__Work instructions__. Lay out the records below as a two-column CSV headed instruction and coordinates, with one row for each record. Place each record's text and its answer in their own quoted fields, and replace any line breaks with spaces.

[Data listing]
^^^^^^^^

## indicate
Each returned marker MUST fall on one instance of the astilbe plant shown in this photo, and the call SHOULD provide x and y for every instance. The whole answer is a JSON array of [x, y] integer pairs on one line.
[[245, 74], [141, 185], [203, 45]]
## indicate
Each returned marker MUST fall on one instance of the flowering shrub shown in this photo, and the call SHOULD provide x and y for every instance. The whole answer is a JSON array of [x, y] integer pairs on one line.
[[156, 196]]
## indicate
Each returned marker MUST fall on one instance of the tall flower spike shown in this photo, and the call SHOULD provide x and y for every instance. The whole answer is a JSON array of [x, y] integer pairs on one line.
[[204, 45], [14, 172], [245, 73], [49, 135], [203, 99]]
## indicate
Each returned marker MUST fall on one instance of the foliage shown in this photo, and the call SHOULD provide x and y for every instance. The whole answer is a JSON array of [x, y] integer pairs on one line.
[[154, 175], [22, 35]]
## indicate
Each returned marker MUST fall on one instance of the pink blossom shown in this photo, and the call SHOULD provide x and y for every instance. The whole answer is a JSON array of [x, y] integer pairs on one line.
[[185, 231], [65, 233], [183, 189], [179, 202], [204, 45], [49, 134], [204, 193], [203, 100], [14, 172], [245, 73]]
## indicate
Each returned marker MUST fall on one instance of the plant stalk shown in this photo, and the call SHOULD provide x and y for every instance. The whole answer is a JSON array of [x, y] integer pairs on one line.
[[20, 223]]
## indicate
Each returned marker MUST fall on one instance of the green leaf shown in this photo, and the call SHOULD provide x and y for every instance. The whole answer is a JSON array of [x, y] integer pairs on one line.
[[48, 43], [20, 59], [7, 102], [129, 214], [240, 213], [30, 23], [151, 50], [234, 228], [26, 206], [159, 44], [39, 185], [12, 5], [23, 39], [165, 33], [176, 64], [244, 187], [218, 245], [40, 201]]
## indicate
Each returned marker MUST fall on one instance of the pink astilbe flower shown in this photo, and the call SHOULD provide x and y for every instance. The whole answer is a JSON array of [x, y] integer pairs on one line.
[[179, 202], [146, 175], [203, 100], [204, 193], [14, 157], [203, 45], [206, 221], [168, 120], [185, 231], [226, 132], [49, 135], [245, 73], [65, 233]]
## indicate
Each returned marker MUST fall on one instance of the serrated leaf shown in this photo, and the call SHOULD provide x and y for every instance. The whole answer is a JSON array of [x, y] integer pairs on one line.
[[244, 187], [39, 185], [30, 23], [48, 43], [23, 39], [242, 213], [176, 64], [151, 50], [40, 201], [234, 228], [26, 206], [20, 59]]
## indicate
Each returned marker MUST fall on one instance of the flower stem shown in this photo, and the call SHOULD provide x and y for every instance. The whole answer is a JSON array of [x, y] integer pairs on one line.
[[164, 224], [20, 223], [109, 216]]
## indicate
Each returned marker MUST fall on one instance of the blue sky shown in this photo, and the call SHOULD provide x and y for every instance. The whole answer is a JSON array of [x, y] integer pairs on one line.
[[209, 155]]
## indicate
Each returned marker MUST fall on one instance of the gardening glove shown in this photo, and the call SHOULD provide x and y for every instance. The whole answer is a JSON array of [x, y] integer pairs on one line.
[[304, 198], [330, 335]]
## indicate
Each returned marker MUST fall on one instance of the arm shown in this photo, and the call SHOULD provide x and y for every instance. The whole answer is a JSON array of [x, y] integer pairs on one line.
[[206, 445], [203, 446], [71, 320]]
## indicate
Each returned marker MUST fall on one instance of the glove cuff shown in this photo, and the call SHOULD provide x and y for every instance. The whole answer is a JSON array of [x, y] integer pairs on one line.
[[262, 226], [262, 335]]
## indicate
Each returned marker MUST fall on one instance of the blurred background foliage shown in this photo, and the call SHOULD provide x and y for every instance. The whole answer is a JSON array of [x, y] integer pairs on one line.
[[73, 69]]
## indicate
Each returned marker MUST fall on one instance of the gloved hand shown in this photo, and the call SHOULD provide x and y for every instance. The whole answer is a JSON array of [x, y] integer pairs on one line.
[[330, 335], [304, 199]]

^^^^^^^^

__Problem solution__.
instruction,coordinates
"## indicate Each returned marker MUST fall on one instance of the astilbe plant shown in this photo, and the call SHOULD provide x and y for every instance. The whole answer is a JSON array of [x, y] integer pairs on one line.","[[245, 74], [141, 185], [203, 45]]"
"## indicate Each returned marker MUST fall on one instance of the flowering shrub shown in this photo, and the call SHOULD provide x and y for every instance. The whole answer is a JSON array of [x, y] integer pairs on one line.","[[156, 196]]"
"## indicate Each returned marker MUST fall on one instance of the tall flower spike shown in this photo, and the call SHOULD provide x and y for every instance. The whole answer is a JSON array of [x, y] integer pairs on one line.","[[204, 45], [14, 172], [245, 73], [49, 135], [203, 99]]"
"## indicate Each returned marker MUST fall on one instance of the foliage shown in this photo, and the call SHOULD provide x and y for every instance. The whole answer is a JSON array of [x, y] integer pairs on one line.","[[154, 175], [22, 35]]"
"## indicate Each returned marker MUST fall on one instance of the pink blossom shown in this photo, and the call SHOULD provide x and y for every instance. The whole answer is a JSON array of [x, y] integer pairs on one line.","[[185, 231], [65, 233], [183, 189], [179, 202], [204, 45], [49, 134], [204, 193], [203, 100], [14, 172], [245, 73]]"
"## indicate Each returned marker MUST fall on one instance of the plant stalk shown in this photo, and the call SHOULD provide x and y for every instance. The whole answer is a JSON array of [x, y] integer pairs on one line.","[[20, 223]]"
"## indicate Each returned marker MUST fall on one instance of the green leaf shown in this photo, and the call SHOULD provide x and y for every instance. The whole answer is a JSON array of [x, y] integer pairs on one line.","[[48, 43], [20, 59], [7, 102], [129, 214], [240, 213], [30, 23], [151, 50], [234, 228], [26, 206], [159, 44], [39, 185], [12, 5], [23, 39], [165, 33], [176, 64], [244, 187], [218, 245], [40, 201]]"
"## indicate Each returned marker MUST fall on one instance of the pink astilbe flower shown in this photo, and the call SHOULD provide x and y for every instance. The whole answer is a JSON array of [x, y] integer pairs on one line.","[[179, 202], [146, 175], [203, 100], [204, 193], [14, 157], [203, 45], [206, 221], [168, 120], [185, 231], [226, 132], [49, 135], [245, 73], [65, 233]]"
"## indicate Each returned marker MUST fall on one instance of the serrated leaf shown in this photo, and the call SHOULD provide x and y for every instance. The whole answer is a JSON array of [x, y] integer pairs on one line.","[[244, 187], [39, 185], [30, 23], [48, 43], [23, 39], [242, 213], [176, 64], [151, 50], [40, 201], [234, 228], [26, 206], [20, 59]]"
"## indicate Each returned marker MUST fall on one instance of the flower stem shown in this photo, and the call SHOULD provide x and y for every instance. The whole answer is a JSON array of [x, y] integer pairs on one line.","[[164, 224], [20, 223], [109, 216]]"
"## indicate Each returned marker MUST fall on one instance of the blue sky shown in this photo, and the call SHOULD provide x and y for every instance. The whole answer is a JSON array of [x, y] integer pairs on one line.","[[209, 155]]"
"## indicate Each returned marker MUST fall on one instance of the gardening glove shown in this photo, and the call SHOULD provide x and y for every instance. The whole answer is a JSON array of [x, y] integer pairs on one line.","[[304, 198], [330, 335]]"
"## indicate Each returned marker MUST fall on one instance of the arm shown in this photo, and the call SHOULD provide x and y for every instance. The whole answer is a JSON array of [x, y] integer pairs on one line.","[[206, 445], [203, 446], [71, 320]]"
"## indicate Each returned marker MUST fall on one instance of the glove cuff shown in this photo, and the call SHOULD provide x and y for every instance. The whole answer is a JSON array of [x, y] integer pairs on one line.","[[262, 226], [262, 335]]"
"## indicate Each returned marker MUST fall on one instance of the blurred background foliage shown in this photo, and the call SHOULD provide x and y for every instance. The whole answer is a JSON array of [x, y] integer pairs on one line.","[[73, 69]]"
"## indicate Each returned marker MUST fall on one instance of the gloved hand shown in this photo, and the call SHOULD provide x and y for every instance. The whole answer is a JSON array of [x, y] integer pairs on one line.","[[330, 335], [304, 199]]"